** YOUR INSTRUCTIONS **
Please continue the article on DME supplier compliance with the anti-kickback statute and Stark from the point where it stops.

** PROVIDED TEXT **
▶

AMARILLO, TX – DME suppliers operate in a highly regulated environment. Suppliers need to comply with (i) federal anti-fraud laws (e.g., anti-kickback statute and Stark), (ii) state anti-fraud laws that mirror the federal laws, (iii) CMS regulations, (iv) NSC requirements, (v) HIPAA requirements, (vi) published OIG guidance, and (vii) policies of third-party payors. This article focuses on the federal anti-kickback statute (“AKS”) and the federal physician self-referral statute (“Stark”).
AKS
Under the AKS, it is a felony for a person or entity to knowingly or willfully offer, pay, solicit, or receive any remuneration to induce a person to refer an individual for the furnishing, or arranging for the furnishing, of any item or service covered by a federal health care program (FHCP) or to induce such person to purchase or lease or recommend the purchase or lease of any FHCP-covered item or service.
Assume that a DME supplier pays fair market value (“FMV”) compensation to a referral source for legitimate services. The supplier needs to be aware of the “one purpose test” that has been adopted by a number of courts. The one purpose test states that if “one purpose” behind a payment to a referral source is to reward the source for referrals, the AKS is implicated notwithstanding that (i) the main purpose behind the payments is to compensate the referral source for legitimate services and (ii) the compensation is FMV. As such, it is important that the arrangement complies with—or at least substantially complies with— the Personal Services and Management Contracts (“PSMC”) safe harbor to the AKS.
A safe harbor provides a “bright line” test enabling parties to structure arrangements that might otherwise violate the AKS in a way that is protected. If an arrangement does not exactly satisfy all of the elements of a safe harbor, it does not mean that the arrangement violates the AKS. Rather, it means that the arrangement must be examined carefully under the wording of the AKS, court cases, and other published guidance.
The PSMC safe harbor states that the AKS does not prohibit paying an independent contractor, that is also an FHCP patient referral source, for legitimate services as long as the following standards are met: (i) the arrangement must be memorialized in a written agreement that is signed by the parties; (ii) the agreement must specify the services to be provided; (iii) the term of the agreement must be for not less than one year; (iv) the methodology for determining the compensation must be set in advance, be consistent with FMV, and must not take into account the volume or value of referrals or business generated between the parties; (v) the services performed must not involve a business arrangement that violates any state or federal law; and (vi) the services contracted for must not exceed those reasonably necessary to accomplish the business purpose of the services.

◀

** STORED DATA **

▶

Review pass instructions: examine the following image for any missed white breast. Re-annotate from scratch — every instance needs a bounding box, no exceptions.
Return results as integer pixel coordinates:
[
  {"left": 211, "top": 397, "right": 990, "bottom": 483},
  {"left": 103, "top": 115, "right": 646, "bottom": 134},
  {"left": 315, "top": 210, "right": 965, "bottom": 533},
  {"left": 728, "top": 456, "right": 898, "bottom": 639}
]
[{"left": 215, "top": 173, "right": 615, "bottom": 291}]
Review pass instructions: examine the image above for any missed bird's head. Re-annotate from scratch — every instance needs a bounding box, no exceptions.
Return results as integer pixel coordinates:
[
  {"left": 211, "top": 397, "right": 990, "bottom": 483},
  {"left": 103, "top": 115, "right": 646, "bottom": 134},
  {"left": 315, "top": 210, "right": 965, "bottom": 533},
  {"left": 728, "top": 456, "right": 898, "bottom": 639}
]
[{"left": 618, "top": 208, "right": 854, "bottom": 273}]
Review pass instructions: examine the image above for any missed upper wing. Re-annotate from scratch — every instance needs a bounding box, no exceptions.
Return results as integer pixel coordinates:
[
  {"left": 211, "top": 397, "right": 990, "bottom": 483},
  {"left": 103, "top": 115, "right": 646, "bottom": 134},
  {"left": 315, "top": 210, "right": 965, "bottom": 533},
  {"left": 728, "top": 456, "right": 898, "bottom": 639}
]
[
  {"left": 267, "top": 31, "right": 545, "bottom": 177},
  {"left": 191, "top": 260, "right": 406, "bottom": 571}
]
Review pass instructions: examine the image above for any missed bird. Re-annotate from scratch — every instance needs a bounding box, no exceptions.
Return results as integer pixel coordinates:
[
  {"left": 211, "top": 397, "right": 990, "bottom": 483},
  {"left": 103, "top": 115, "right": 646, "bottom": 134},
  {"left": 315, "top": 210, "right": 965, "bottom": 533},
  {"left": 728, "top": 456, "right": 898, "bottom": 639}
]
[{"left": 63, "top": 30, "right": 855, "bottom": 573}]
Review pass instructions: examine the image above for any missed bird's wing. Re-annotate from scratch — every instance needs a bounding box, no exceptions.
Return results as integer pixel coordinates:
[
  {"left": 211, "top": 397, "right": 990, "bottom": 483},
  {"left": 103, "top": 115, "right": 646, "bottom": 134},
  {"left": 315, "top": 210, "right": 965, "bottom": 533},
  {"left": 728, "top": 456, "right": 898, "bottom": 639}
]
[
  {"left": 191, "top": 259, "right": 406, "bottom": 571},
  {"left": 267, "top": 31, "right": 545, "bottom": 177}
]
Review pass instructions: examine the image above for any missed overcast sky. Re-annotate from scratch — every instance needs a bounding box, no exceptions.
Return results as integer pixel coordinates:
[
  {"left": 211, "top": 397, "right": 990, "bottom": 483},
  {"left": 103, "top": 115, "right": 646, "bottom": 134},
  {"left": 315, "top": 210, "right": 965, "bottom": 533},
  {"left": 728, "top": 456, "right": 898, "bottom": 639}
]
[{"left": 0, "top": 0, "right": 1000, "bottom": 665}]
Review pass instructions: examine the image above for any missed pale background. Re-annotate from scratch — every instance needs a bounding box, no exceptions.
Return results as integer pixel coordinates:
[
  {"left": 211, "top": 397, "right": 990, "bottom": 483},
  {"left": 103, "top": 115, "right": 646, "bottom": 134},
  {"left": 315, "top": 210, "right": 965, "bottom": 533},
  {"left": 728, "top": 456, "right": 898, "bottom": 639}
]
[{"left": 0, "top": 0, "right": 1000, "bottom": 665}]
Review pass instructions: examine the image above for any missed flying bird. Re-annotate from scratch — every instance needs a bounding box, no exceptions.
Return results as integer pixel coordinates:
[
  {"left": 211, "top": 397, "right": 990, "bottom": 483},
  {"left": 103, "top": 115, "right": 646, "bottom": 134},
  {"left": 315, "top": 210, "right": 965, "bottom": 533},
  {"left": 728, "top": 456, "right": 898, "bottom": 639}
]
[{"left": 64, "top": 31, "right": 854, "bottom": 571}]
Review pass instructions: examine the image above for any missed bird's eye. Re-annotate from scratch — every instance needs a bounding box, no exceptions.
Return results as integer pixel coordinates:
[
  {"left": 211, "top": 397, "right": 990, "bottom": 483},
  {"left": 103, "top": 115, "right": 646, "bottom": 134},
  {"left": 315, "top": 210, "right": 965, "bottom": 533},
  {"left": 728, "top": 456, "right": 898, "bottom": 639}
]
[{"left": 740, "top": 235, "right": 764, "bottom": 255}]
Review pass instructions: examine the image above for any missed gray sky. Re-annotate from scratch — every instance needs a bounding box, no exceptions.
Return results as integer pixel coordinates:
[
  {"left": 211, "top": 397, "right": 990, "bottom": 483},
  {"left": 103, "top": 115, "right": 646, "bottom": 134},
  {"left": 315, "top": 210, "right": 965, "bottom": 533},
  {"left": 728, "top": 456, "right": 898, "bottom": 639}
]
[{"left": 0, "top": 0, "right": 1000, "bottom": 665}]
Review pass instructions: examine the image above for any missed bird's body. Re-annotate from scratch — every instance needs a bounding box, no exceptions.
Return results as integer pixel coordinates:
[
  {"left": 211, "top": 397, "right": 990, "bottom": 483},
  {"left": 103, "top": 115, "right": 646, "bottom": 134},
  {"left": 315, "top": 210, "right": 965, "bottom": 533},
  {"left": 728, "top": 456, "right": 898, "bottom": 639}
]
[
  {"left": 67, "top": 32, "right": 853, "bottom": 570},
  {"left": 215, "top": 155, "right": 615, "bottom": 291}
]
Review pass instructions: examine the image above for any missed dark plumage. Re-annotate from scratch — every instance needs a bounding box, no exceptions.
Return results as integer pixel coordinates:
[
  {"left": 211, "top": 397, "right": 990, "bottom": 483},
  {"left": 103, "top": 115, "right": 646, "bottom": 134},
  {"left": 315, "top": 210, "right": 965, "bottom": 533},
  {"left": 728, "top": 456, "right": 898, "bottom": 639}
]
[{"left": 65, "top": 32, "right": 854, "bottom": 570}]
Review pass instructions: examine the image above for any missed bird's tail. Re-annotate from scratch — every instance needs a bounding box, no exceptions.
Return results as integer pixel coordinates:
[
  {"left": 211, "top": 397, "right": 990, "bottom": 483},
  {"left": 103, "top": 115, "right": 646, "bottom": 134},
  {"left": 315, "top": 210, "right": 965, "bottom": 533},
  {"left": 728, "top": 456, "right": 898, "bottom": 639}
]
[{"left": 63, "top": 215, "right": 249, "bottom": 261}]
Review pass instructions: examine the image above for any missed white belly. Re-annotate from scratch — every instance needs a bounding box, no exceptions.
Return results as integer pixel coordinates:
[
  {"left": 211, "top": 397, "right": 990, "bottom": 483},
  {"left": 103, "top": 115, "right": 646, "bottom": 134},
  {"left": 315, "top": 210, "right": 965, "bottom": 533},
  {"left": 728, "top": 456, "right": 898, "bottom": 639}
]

◀

** TASK OUTPUT **
The key element of the PSMC safe harbor is (iv), above, addressing the methodology for determining compensation—particularly the piece of the element prohibiting the methodology from taking into account the volume or value of referrals or business generated. It is common in arrangements for the parties to want to institute a per service compensation methodology. However, when the party being paid to perform services is also the source of the referrals leading to those services, there is a risk that a per service compensation methodology will be seen as taking into account the volume or value of referrals or business being generated between the parties. On the other hand, a compensation methodology based on the service provider’s time will carry a lower risk. For example, a compensation methodology set as a fixed dollar amount per hour of time spent, with an hourly rate that represents the FMV for the time of an individual performing the services, will be less likely to incur an AKS enforcement action.
Stark
Under Stark, if a physician (or an immediate family member) has a financial relationship with an entity providing designated health services (“DHS”), including durable medical equipment, the physician may not refer Medicare/Medicaid patients to the entity unless one of the statutory or regulatory exceptions applies. Note that the Stark definition of “physician” includes a number of practitioners (e.g., chiropractors and dentists).
If an arrangement involves the DME supplier paying money to a physician who refers Medicare/Medicaid patients to the supplier, Stark is implicated. Therefore, it is important that the arrangement complies with the Personal Services exception to Stark.
Like a safe harbor under the AKS, a Stark exception provides a “bright line” test enabling parties to structure arrangements that might otherwise violate Stark in a way that is protected. Unlike an AKS safe harbor, however, an arrangement must strictly satisfy all the elements of a Stark exception.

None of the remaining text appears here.